> Tasks to perform
(1) In the customer churn project write-up, which kernel was chosen for the Support Vector Machine?
(2) Extend the customer churn project write-up beyond its last line.

— Start Excerpt provided —

This project focuses on predicting customer churn for a subscription-based service using machine learning. By analyzing customer demographics, financial information, and behavioral metrics, we aim to identify customers likely to discontinue the service. Early identification allows businesses to take proactive retention measures.
The dataset contains 505,207 records with 12 features. It includes a mix of categorical and numerical data.
- Source: Kaggle - Customer Churn Dataset
- Target Variable:
Churn(1 = Churned, 0 = Retained)
- Demographics: Age, Gender
- Account Info: Tenure, Subscription Type, Contract Length
- Behavioral: Usage Frequency, Support Calls, Last Interaction
- Financial: Payment Delay, Total Spend
- Data Cleaning: Removed duplicate records and handled missing values using median imputation for numerical features and mode imputation for categorical ones.
- Feature Engineering:
- Normalization: Applied Z-score normalization (StandardScaler) to numerical features to handle outliers and scale data to a standard range.
- Encoding: Used One-Hot Encoding for categorical variables (
Subscription Type,Contract Length).
- Feature Selection: Recursive Feature Elimination (RFE) was used to identify the most predictive features. Weak predictors like
Usage FrequencyandTenure(in some contexts) were flagged for removal to simplify the model.
To ensure efficient training and fair evaluation:
- Stratified Subsampling: A balanced subset of 50,000 records was initially taken.
- SMOTE (Synthetic Minority Over-sampling Technique): Applied to the training data to perfectly balance the class distribution (50/50 split between Churn and Non-Churn), ensuring models don't prioritize the majority class.
Three supervised learning models were trained and tuned using GridSearchCV with 5-fold cross-validation:
- Logistic Regression:
- Optimized parameters:
C=0.01,penalty='l1',solver='saga'.
- Optimized parameters:
- K-Nearest Neighbors (KNN):
- Optimized parameters:
n_neighbors=7,metric='euclidean',weights='distance'.
- Optimized parameters:
- Support Vector Machine (SVM):
- Optimized parameters:
C=10,gamma='scale',kernel='rbf'.

— End Excerpt provided —
— Start Data —

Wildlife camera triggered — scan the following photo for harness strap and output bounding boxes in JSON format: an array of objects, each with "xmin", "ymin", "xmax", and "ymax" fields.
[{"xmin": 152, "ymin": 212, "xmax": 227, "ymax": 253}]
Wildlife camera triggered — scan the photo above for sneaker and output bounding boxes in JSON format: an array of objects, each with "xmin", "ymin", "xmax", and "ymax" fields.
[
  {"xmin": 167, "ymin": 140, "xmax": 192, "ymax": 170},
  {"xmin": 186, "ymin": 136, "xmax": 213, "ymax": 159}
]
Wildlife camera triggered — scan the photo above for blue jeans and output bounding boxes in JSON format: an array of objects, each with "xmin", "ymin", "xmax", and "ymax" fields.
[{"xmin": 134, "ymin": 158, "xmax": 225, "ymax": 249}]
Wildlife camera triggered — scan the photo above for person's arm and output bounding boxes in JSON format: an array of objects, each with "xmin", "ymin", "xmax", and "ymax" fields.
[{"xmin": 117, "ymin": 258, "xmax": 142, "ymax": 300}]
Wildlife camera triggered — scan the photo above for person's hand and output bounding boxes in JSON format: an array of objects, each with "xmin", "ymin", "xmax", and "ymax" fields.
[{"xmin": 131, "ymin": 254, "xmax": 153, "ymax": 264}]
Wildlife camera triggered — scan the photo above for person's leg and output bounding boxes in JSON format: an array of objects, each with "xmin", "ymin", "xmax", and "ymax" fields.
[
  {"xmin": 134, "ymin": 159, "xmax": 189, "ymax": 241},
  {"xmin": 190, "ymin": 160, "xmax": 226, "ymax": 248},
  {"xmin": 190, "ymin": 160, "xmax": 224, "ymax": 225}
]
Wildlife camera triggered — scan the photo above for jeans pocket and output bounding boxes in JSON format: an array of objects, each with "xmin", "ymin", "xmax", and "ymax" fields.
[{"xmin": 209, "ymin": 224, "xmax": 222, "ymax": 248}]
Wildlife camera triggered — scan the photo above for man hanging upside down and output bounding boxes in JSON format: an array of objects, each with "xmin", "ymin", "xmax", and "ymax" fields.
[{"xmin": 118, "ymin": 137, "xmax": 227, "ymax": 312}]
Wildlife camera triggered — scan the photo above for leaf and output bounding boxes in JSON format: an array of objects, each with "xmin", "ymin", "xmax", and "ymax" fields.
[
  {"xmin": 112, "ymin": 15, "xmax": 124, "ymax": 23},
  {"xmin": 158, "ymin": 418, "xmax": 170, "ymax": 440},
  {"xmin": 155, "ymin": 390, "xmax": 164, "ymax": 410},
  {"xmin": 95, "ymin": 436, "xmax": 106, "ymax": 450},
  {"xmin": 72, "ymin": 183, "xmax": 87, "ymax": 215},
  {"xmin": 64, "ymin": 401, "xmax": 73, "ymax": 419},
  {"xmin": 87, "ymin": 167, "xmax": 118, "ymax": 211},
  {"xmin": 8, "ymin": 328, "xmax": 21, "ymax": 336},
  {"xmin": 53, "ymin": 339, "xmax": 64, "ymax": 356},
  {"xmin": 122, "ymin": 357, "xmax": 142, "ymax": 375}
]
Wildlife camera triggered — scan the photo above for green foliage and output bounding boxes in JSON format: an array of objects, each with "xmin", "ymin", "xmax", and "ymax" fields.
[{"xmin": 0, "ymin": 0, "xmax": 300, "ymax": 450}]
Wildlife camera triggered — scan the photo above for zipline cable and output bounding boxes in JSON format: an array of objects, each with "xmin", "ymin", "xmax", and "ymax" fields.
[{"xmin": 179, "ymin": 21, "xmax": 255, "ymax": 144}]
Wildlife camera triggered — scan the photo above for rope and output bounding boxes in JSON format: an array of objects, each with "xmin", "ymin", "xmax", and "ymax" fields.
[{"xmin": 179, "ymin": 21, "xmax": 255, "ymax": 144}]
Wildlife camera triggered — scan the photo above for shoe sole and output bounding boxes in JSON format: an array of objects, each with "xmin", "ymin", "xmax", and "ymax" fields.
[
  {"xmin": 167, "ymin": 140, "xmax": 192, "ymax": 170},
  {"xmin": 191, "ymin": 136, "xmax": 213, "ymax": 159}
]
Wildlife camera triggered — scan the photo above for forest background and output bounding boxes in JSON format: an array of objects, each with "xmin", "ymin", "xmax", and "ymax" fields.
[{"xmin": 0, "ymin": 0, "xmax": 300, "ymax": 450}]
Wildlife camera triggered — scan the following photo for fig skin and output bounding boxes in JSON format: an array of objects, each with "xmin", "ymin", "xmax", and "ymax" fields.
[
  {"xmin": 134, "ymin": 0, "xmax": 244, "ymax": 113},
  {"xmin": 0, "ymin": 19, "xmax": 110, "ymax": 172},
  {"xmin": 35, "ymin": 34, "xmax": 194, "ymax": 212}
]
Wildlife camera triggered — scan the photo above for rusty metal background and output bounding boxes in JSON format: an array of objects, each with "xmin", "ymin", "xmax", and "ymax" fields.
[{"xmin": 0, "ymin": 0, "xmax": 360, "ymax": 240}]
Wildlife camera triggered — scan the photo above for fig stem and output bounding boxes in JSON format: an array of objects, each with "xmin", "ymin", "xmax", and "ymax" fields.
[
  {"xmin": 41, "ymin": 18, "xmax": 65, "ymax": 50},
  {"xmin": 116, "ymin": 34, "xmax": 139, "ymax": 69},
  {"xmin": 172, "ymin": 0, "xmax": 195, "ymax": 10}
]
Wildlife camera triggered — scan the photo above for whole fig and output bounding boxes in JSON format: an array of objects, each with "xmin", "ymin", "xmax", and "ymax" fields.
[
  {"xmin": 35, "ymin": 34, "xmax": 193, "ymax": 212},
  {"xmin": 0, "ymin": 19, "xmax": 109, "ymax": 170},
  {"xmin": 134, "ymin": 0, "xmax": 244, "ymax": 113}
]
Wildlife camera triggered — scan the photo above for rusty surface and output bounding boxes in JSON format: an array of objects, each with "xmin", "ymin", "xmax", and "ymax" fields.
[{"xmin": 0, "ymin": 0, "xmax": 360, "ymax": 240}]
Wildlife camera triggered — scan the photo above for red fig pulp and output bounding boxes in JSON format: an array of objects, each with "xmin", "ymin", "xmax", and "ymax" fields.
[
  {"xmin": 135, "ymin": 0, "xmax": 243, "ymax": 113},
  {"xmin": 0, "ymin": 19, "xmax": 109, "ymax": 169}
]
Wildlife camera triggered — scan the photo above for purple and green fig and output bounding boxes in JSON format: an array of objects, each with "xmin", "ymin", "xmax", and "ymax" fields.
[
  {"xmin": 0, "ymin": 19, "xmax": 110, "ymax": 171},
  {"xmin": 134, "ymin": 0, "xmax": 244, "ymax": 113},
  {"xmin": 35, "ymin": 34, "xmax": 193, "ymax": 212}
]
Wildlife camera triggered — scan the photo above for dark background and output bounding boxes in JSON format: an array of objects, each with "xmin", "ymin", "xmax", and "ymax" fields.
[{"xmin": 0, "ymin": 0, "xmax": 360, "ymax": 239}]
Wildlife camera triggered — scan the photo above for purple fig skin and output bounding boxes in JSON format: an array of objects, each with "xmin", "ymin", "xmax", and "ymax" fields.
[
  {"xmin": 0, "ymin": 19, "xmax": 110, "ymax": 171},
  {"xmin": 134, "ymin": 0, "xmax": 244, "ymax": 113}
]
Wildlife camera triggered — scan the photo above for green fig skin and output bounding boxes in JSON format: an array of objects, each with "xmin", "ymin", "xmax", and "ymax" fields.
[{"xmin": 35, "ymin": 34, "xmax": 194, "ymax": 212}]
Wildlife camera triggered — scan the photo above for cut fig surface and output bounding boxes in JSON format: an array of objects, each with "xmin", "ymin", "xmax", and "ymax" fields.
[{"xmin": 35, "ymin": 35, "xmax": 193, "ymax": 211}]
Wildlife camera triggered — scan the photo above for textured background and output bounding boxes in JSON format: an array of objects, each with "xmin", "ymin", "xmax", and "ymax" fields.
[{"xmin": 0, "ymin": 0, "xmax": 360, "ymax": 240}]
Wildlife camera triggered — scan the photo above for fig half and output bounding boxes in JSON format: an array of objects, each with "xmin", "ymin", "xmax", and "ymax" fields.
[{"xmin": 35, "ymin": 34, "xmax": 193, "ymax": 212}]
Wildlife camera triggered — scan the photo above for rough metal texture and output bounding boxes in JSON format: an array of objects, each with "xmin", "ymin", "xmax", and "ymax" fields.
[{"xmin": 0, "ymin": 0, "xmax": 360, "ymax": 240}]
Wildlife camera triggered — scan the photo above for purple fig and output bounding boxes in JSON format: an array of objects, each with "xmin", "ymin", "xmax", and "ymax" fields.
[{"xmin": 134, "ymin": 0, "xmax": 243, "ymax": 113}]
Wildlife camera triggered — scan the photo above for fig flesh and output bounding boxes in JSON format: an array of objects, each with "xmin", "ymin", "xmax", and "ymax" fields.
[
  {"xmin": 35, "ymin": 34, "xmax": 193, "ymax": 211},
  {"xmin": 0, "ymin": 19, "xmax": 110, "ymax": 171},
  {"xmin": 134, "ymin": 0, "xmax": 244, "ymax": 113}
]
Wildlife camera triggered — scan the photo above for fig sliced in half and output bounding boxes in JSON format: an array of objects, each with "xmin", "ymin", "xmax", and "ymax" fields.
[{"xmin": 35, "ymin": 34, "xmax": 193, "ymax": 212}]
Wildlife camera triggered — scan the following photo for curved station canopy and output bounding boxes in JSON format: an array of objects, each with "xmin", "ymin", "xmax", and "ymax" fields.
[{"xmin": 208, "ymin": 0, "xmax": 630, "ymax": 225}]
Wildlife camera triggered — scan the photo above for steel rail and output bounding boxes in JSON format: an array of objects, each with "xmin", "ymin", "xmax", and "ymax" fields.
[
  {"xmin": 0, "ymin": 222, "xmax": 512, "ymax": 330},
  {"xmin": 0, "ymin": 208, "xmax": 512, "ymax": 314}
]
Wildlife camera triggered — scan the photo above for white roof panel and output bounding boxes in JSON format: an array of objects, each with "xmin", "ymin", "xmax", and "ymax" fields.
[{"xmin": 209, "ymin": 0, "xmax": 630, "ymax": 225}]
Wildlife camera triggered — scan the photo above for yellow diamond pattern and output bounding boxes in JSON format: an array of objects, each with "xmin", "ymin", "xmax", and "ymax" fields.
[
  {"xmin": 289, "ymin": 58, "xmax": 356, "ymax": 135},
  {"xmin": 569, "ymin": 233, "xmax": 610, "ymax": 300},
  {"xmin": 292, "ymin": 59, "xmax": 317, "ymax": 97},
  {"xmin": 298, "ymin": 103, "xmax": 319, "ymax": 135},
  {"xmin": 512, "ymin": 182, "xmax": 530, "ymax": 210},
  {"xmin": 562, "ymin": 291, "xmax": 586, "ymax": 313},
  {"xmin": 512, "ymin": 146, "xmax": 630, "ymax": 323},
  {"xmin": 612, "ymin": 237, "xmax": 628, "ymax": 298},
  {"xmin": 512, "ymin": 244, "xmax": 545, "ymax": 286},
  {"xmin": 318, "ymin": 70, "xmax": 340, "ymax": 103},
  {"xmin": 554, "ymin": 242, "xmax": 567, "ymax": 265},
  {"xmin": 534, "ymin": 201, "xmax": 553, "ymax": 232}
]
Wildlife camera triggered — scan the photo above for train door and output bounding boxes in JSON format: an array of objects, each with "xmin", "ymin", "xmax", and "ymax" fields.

— End Data —
— Start Data —

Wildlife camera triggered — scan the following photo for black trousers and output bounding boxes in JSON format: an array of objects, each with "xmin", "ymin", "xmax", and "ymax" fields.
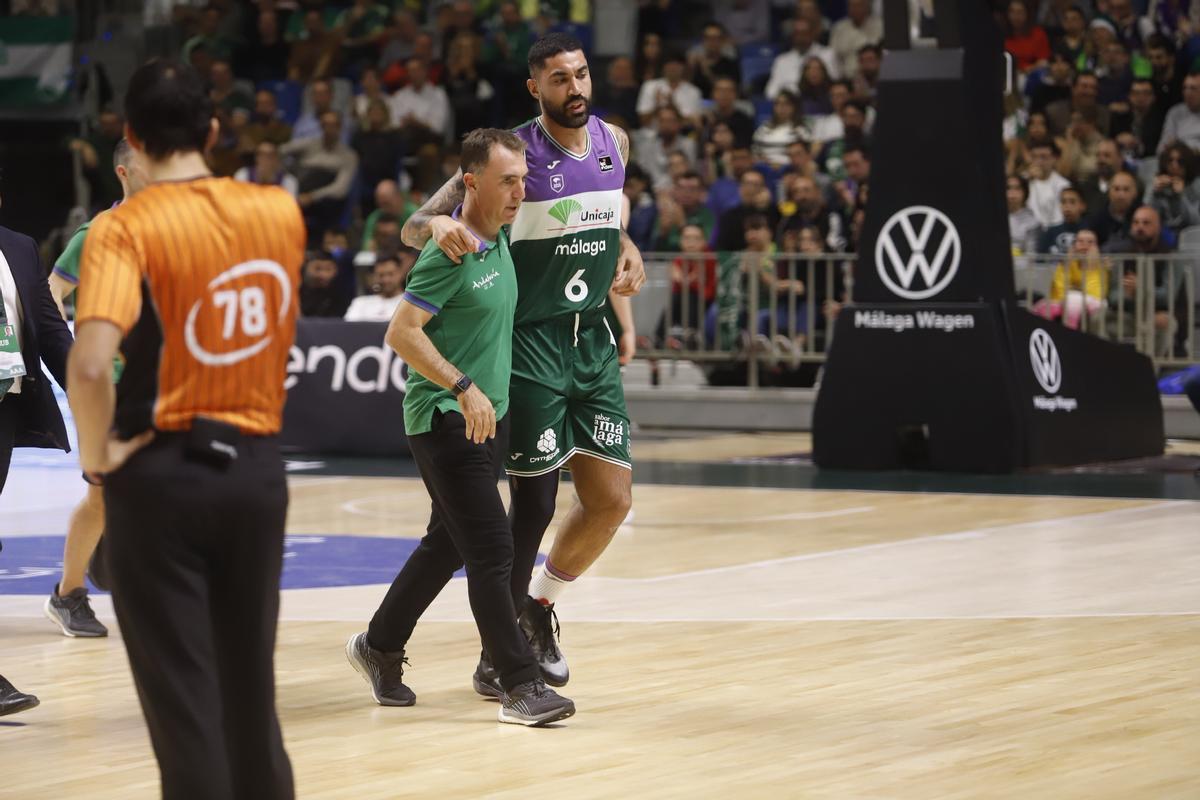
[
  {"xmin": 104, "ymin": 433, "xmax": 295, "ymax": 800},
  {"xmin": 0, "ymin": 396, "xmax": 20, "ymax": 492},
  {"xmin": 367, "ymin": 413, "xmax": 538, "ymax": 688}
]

— End Data —

> Answers to each task
(1) The RBF kernel (kernel='rbf').

(2)
- Optimized parameters:
The models were evaluated on a held-out test set. Below is the summary of performance:
| Model | Accuracy | Precision (0/1) | Recall (0/1) | F1-Score (0/1) | ROC-AUC |
|---|---|---|---|---|---|
| Logistic Regression | 84.77% | 0.83 / 0.87 | 0.88 / 0.82 | 0.85 / 0.84 | 0.848 |
| K-Nearest Neighbors | 89.48% | 0.89 / 0.90 | 0.90 / 0.89 | 0.90 / 0.89 | 0.895 |
| Support Vector Machine | 91.05% | 0.95 / 0.88 | 0.87 / 0.95 | 0.91 / 0.91 | 0.910 |
- Logistic Regression: Train (84.53%) vs Test (84.77%) - Good generalization, slight underfitting.
- KNN: Train (100.00%) vs Test (89.48%) - Significant overfitting. The model memorized the training data.
- SVM: Train (91.47%) vs Test (91.05%) - Excellent generalization. Minimal gap (0.42%) indicates a robust model.
- Logistic Regression serves as a decent baseline but struggles to capture complex non-linear relationships, resulting in the lowest accuracy.
- KNN performed well but is prone to overfitting this dataset, making it less reliable for unseen data without further tuning or dimensionality reduction.
- SVM outperformed the others, achieving the highest accuracy and ROC-AUC score. It effectively separated the classes with a robust margin.
Based on the comprehensive evaluation, Support Vector Machine (SVM) is the recommended model for deployment.
- Highest Accuracy: 91.05%
- Robustness: Low variance between training and testing scores.
- Reliability: High F1-scores for both churned and retained classes ensure balanced performance.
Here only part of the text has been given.